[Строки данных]
══════════

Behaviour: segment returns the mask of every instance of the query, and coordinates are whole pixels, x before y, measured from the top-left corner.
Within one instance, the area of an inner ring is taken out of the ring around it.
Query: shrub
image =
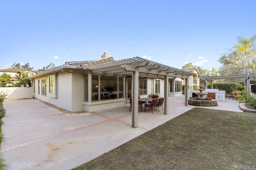
[[[8,98],[6,97],[7,96],[7,95],[5,94],[2,91],[0,93],[0,106],[2,106],[5,100]]]
[[[251,106],[255,107],[255,104],[256,104],[255,96],[253,94],[248,95],[247,102],[250,103]]]
[[[197,100],[212,100],[212,99],[211,98],[200,98],[198,97],[195,97],[192,98],[192,97],[190,97],[189,98],[189,99]]]
[[[246,86],[244,86],[242,90],[237,92],[237,99],[239,101],[248,102],[248,98],[250,94],[248,92],[248,89]]]
[[[4,108],[2,105],[0,106],[0,118],[2,118],[5,116],[5,113],[6,110]]]

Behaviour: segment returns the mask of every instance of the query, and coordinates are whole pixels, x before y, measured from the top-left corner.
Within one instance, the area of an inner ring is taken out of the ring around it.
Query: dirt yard
[[[74,169],[256,169],[256,113],[194,108]]]

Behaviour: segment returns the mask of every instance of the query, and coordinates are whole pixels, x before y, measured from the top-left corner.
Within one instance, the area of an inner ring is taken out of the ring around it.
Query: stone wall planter
[[[188,99],[188,104],[197,106],[217,106],[217,100],[213,99],[212,100],[200,100]]]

══════════

Можете переписать все строки записей выше в виде нумерованного списка, без пустых строк? Изображения в ответ не включайте.

### Правильный ответ
1. Behaviour: segment returns the mask of every instance of the query, and coordinates are whole pixels, x before y, measured from the top-left corner.
2. Within one instance, the area of an inner ring is taken out of the ring around it.
3. Query: shrub
4. image =
5. [[[8,98],[6,97],[7,96],[7,95],[5,94],[2,91],[0,93],[0,106],[2,106],[5,100]]]
6. [[[251,106],[255,107],[255,104],[256,104],[255,96],[253,94],[248,95],[247,102],[250,103]]]
7. [[[197,100],[212,100],[212,99],[211,98],[200,98],[198,97],[195,97],[192,98],[192,97],[190,97],[189,98],[189,99]]]
8. [[[246,86],[244,86],[242,90],[237,92],[237,99],[239,101],[248,102],[248,98],[250,94],[248,92],[248,89]]]
9. [[[4,108],[2,105],[0,106],[0,118],[2,118],[5,116],[5,113],[6,110]]]
10. Behaviour: segment returns the mask of every instance of the query, and coordinates are whole pixels, x before y, measured from the top-left corner.
11. Within one instance, the area of an inner ring is taken out of the ring around it.
12. Query: dirt yard
13. [[[74,169],[256,169],[256,113],[194,108]]]
14. Behaviour: segment returns the mask of every instance of the query, and coordinates are whole pixels, x before y, measured from the top-left corner.
15. Within one instance, the area of an inner ring is taken out of the ring around it.
16. Query: stone wall planter
17. [[[188,99],[188,104],[197,106],[217,106],[217,100],[213,99],[212,100],[200,100]]]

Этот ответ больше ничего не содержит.